Image point grounding data:
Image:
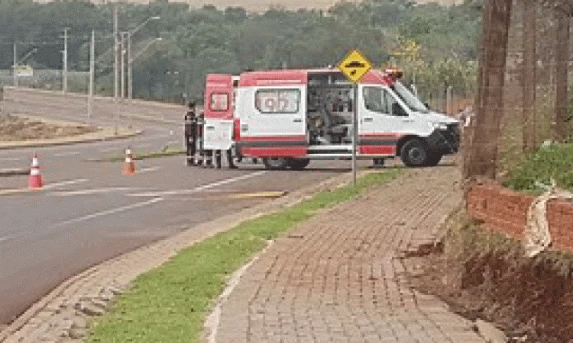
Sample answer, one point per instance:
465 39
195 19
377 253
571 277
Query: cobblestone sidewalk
339 278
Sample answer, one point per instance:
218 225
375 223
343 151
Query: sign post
354 67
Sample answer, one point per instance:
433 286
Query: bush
552 162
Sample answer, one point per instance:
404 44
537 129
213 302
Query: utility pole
122 60
116 50
129 69
14 71
65 63
92 76
115 65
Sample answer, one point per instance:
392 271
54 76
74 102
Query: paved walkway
338 278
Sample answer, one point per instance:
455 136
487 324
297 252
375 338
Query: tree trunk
529 75
562 57
485 134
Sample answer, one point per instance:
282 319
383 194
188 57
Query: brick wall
505 211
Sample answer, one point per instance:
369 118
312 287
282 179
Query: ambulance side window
379 100
219 102
277 100
374 99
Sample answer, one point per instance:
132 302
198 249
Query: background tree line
436 45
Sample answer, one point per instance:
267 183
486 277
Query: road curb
72 141
120 271
14 172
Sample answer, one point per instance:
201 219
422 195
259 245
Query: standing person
191 134
206 155
230 160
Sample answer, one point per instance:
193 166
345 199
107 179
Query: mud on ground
484 275
14 128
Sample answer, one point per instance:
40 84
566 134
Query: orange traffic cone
128 166
35 178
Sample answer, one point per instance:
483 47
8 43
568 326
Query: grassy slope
262 5
554 162
169 304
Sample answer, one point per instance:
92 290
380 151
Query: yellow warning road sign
354 66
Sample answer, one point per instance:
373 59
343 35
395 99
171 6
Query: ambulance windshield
410 99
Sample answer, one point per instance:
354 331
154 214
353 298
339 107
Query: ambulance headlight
439 126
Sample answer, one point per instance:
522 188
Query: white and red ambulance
289 117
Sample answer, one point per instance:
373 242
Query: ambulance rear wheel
434 160
414 153
299 163
276 163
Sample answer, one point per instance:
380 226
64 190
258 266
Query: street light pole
129 69
115 65
116 51
14 71
65 63
92 76
122 59
130 59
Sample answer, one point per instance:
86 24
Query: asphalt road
89 212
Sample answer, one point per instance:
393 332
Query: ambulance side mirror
398 111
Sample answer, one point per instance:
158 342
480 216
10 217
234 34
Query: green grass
169 304
147 155
553 162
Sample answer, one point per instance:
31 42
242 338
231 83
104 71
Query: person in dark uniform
191 134
206 155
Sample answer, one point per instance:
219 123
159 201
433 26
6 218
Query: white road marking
92 191
110 149
112 211
148 170
64 183
64 154
200 188
6 238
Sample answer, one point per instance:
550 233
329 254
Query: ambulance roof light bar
394 73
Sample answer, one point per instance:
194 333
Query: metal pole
129 69
116 50
65 64
14 71
354 133
92 76
116 65
122 64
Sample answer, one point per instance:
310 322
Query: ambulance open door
218 111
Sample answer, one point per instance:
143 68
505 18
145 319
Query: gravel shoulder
26 131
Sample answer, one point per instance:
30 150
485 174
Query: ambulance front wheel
276 163
299 163
414 153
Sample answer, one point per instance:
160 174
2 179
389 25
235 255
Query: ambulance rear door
272 109
218 112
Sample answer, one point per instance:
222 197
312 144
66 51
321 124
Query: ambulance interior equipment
330 109
288 117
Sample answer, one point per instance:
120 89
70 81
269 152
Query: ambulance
289 117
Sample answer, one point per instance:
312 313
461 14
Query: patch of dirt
14 128
481 275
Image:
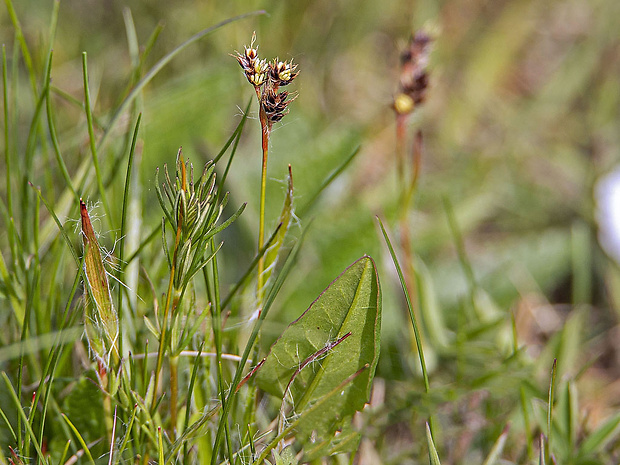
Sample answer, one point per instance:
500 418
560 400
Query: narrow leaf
271 257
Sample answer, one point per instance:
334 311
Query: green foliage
486 190
333 340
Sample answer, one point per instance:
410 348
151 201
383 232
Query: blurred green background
522 118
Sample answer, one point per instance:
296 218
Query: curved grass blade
432 451
91 138
23 417
271 296
79 438
273 252
310 203
414 321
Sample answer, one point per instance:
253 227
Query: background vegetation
520 122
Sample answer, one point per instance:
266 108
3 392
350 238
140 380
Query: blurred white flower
607 196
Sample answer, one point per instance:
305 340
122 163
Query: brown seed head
275 104
413 73
254 68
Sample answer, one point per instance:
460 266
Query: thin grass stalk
265 131
164 322
188 401
462 254
7 145
414 322
19 36
275 441
217 336
24 419
550 410
121 252
91 137
52 132
273 292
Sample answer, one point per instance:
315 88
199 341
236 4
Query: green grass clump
157 315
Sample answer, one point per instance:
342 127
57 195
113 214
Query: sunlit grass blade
19 35
123 231
273 252
241 281
52 131
24 419
93 145
432 451
308 411
412 316
271 296
79 438
550 409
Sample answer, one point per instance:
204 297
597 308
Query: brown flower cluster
267 78
413 73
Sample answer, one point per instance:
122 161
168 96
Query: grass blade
409 306
79 438
160 64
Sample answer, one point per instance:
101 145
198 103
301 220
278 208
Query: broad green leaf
273 252
84 407
335 338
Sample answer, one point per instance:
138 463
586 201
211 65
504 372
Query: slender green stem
164 322
121 253
174 392
93 143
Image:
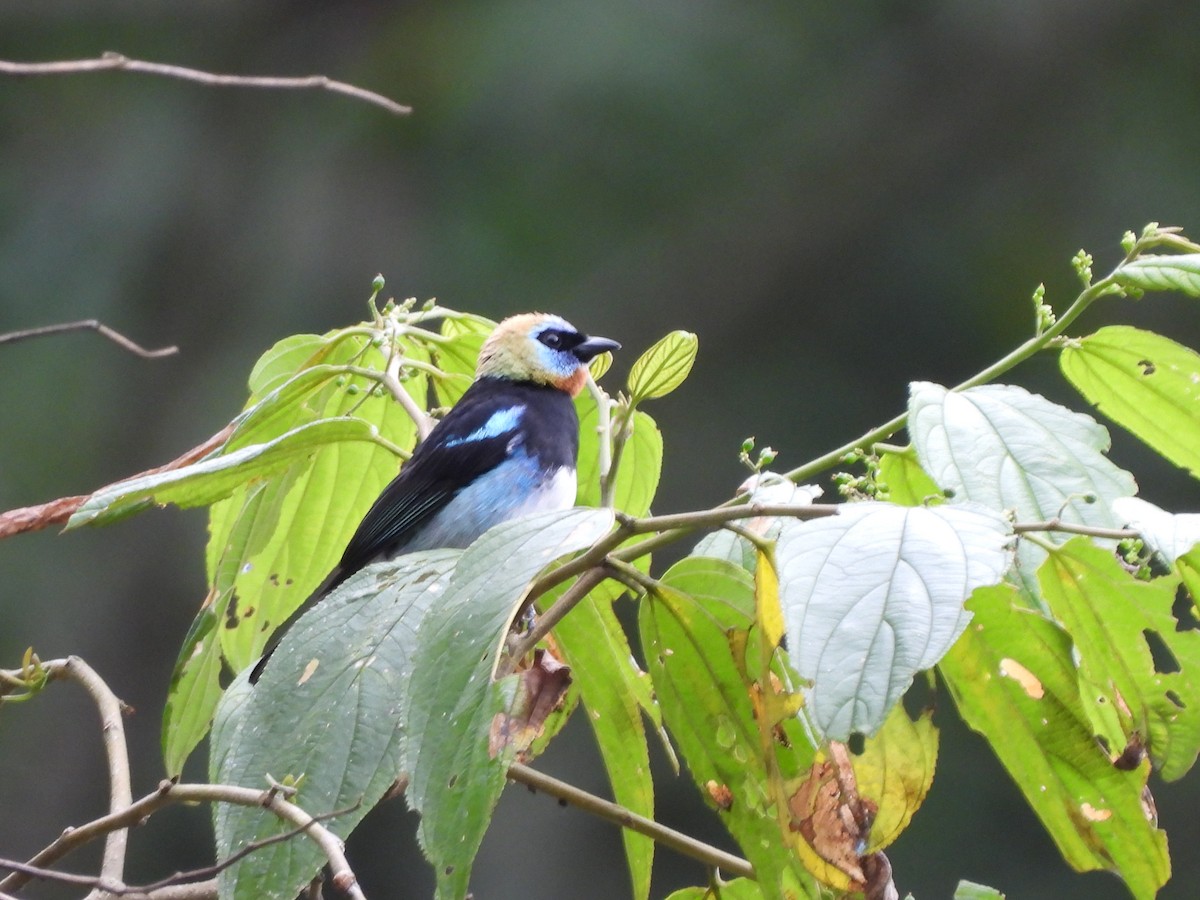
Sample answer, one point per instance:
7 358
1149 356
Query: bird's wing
472 441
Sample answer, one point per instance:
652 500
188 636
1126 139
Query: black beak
593 347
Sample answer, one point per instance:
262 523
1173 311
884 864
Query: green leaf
274 540
895 771
1177 271
455 777
287 358
217 477
1111 616
641 466
459 357
909 484
613 690
1144 382
1013 679
193 694
970 891
685 629
875 594
1170 534
736 889
330 707
1017 451
663 367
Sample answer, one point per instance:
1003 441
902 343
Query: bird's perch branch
613 813
115 61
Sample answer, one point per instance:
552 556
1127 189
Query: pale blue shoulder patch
502 421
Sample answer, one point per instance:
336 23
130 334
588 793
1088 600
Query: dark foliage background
838 198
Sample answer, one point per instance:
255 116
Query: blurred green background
838 198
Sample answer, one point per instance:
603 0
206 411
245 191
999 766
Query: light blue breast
515 487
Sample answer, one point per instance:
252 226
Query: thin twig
87 325
1057 525
117 61
169 793
120 793
33 519
627 819
546 622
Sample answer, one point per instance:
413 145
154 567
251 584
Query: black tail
331 581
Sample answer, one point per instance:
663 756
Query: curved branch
85 325
615 813
111 61
169 793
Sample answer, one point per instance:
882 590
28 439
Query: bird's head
540 348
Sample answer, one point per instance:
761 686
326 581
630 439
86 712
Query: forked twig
115 61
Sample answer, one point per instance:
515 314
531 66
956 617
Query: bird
507 449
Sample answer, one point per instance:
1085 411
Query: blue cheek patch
557 363
499 423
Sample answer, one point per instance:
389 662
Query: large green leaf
703 689
275 539
1173 535
1017 451
1175 271
1144 382
612 688
663 367
456 777
1111 616
613 691
874 595
1014 681
330 707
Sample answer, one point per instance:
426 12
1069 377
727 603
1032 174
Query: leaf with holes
216 478
330 707
1144 382
874 595
456 777
274 539
1117 623
1014 681
688 629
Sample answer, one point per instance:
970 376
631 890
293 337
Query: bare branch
627 819
115 61
120 793
169 793
33 519
87 325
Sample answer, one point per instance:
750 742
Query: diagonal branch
613 813
43 515
85 325
115 61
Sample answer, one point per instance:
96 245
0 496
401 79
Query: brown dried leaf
540 691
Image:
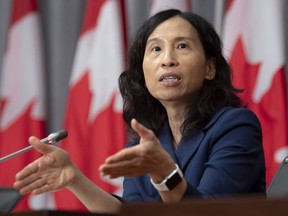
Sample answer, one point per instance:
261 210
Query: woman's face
174 62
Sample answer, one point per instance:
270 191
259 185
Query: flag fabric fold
22 98
94 107
254 44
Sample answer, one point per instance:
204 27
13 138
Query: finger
27 171
40 146
122 155
123 168
142 131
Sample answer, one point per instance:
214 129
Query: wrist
170 181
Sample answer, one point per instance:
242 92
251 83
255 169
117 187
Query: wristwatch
170 182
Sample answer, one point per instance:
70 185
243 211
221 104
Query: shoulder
234 116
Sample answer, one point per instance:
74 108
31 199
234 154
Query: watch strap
171 181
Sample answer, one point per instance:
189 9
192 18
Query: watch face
172 182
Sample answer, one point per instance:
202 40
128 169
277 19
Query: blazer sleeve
235 163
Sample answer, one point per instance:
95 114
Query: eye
182 46
156 49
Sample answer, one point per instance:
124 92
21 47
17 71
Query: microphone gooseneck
50 139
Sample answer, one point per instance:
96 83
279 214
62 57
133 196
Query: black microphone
50 139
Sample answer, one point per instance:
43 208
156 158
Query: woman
191 135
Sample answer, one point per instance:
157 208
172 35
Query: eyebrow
176 39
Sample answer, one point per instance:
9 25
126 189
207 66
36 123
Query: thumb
40 146
142 131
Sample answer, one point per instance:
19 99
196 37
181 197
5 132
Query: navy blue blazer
225 158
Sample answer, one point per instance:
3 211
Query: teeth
170 79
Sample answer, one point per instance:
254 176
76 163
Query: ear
211 69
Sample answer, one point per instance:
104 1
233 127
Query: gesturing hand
148 157
53 171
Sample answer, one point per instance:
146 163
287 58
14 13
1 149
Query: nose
169 59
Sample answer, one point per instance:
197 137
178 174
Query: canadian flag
94 108
22 111
158 5
254 44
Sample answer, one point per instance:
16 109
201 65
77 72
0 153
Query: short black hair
214 94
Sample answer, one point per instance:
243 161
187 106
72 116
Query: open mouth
169 78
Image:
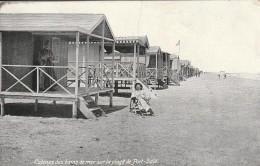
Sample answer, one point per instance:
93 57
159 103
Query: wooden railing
141 71
120 70
151 73
40 70
99 75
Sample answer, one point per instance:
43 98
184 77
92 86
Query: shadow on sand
50 110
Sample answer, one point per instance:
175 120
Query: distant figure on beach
176 77
46 59
142 97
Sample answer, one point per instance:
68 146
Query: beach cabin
166 67
22 40
154 70
130 61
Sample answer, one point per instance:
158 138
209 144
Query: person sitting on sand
142 97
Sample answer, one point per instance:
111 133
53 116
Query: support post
113 63
36 105
75 109
156 68
2 107
138 65
38 80
134 66
96 98
77 64
84 62
87 65
102 54
1 43
111 99
116 87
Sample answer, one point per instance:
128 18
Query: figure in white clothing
142 97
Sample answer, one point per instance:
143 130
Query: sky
214 35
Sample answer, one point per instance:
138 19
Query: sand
204 122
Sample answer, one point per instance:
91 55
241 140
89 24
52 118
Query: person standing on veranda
46 59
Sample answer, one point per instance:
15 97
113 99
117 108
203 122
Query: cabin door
37 47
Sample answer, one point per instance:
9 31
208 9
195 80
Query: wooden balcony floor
58 94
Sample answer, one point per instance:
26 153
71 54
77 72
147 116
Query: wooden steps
88 106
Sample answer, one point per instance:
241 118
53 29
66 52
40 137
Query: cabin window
56 49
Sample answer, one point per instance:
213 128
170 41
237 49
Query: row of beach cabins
88 60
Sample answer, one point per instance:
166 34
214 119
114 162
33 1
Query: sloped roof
142 40
185 62
173 56
153 50
85 23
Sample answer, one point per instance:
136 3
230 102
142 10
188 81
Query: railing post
102 54
156 67
1 43
77 64
117 68
113 63
87 69
134 65
138 64
38 80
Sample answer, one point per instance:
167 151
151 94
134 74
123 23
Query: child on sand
142 97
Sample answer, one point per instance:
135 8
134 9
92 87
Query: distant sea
246 75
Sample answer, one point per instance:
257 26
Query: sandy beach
204 122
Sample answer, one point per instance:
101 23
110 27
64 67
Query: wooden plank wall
94 52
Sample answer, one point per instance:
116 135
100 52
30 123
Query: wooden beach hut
166 67
185 68
22 36
130 64
154 70
175 68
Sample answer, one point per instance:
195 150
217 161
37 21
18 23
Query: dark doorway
38 45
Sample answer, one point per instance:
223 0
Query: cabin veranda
22 37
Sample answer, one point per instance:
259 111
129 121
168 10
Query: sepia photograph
130 83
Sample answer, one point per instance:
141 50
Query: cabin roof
142 40
173 56
60 22
153 50
185 62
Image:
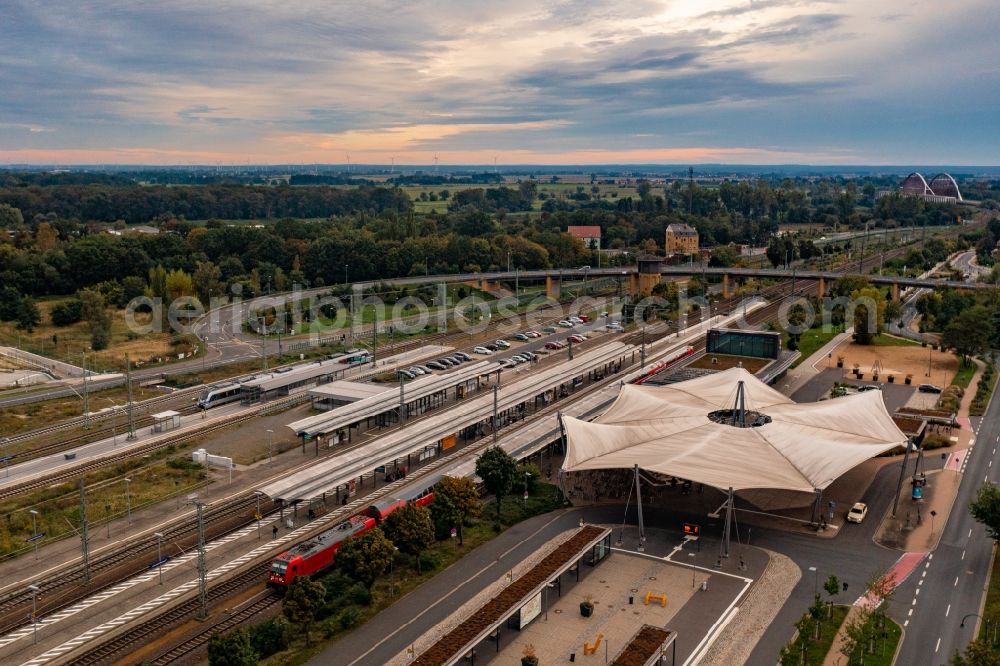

● **DIRECTIONS FOR THIS TASK**: The result is an exact copy of the lines from the one holding "Query: railing post" through the final line of the data above, both ends included, minus the pictures.

● **WRITTEN SOLUTION**:
Query: railing post
102 54
156 67
1 43
77 64
117 68
113 63
87 69
134 65
138 64
38 80
Sample answer, one point per instance:
167 151
151 94
134 74
123 23
Query: child on sand
142 97
Sample answer, one point per instance:
135 8
134 9
92 87
Query: distant sea
246 75
Sample answer, one point per instance:
257 26
Query: sandy beach
204 122
Sample answer, one point per instance:
101 23
110 27
64 67
Query: wooden plank wall
94 52
Sample answer, one point per instance:
116 135
100 52
30 123
Query: wooden beach hut
166 67
185 68
22 36
130 64
154 70
175 68
Sample answer, one point per instance:
195 150
217 161
37 21
18 23
Query: dark doorway
38 45
Sample answer, one point per instance:
223 0
Query: cabin veranda
22 37
Sample answer, one point per instance:
259 111
129 121
168 10
Query: sepia photograph
130 83
Sample answer, one point per instance:
141 50
Query: cabin roof
142 40
173 56
60 22
153 50
185 62
Image:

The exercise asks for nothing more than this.